# Work to complete:
Could you copy the rows from the very beginning through the line containing "x=323, y=161", requests included, and adjust every x and y coordinate in the answer points by -113? Leave the sample coordinates inside the requests unchanged.

-- START OF Available records --

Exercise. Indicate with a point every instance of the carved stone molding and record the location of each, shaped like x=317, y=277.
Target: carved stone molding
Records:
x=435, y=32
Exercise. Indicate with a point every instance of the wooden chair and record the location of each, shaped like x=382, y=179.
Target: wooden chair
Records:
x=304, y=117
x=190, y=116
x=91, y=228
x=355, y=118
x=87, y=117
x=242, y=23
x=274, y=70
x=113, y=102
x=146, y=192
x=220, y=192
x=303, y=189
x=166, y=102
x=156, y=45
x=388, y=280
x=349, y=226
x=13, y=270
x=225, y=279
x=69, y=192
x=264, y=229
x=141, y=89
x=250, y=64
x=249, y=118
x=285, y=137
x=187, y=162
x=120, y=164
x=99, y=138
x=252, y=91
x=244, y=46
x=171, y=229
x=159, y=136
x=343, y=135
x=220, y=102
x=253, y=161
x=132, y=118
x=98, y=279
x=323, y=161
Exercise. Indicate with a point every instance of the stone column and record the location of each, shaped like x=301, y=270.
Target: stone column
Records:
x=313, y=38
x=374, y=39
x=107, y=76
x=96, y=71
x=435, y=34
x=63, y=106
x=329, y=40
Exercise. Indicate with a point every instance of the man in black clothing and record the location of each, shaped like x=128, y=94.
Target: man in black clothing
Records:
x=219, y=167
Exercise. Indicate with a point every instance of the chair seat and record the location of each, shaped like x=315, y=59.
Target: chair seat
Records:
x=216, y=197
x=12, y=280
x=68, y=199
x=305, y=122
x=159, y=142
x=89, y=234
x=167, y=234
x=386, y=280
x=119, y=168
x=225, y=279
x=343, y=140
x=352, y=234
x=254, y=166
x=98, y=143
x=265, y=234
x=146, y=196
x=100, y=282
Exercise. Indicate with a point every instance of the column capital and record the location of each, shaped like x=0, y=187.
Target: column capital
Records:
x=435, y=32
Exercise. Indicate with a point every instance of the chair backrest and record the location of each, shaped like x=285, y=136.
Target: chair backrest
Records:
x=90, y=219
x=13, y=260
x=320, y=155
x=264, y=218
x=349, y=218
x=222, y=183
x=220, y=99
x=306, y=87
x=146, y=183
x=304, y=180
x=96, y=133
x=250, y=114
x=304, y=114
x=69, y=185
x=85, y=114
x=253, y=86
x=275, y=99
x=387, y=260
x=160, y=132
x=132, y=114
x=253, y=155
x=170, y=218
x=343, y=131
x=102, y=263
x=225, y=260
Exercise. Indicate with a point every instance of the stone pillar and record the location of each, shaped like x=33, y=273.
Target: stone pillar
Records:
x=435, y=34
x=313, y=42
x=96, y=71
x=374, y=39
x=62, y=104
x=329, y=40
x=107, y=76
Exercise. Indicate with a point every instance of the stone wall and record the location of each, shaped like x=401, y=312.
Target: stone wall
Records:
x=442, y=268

-- END OF Available records --

# The reply:
Exercise. Indicate with a point every instance of the carved stone molding and record the location of each, shaped like x=317, y=277.
Target: carved stone molding
Records:
x=322, y=-81
Exercise. Indicate with a point every instance of the wooden chair and record the location of each, shaped like x=382, y=179.
Target: wooden chair
Records:
x=191, y=4
x=77, y=3
x=-22, y=115
x=242, y=5
x=-26, y=4
x=129, y=-90
x=161, y=-43
x=0, y=-11
x=33, y=79
x=107, y=79
x=190, y=76
x=53, y=-11
x=43, y=-68
x=275, y=167
x=236, y=113
x=-100, y=157
x=112, y=166
x=-44, y=79
x=151, y=116
x=28, y=-24
x=137, y=-49
x=136, y=5
x=172, y=24
x=74, y=49
x=7, y=51
x=-14, y=25
x=139, y=-22
x=131, y=-67
x=58, y=116
x=46, y=23
x=230, y=22
x=107, y=-11
x=140, y=48
x=19, y=5
x=-15, y=166
x=210, y=48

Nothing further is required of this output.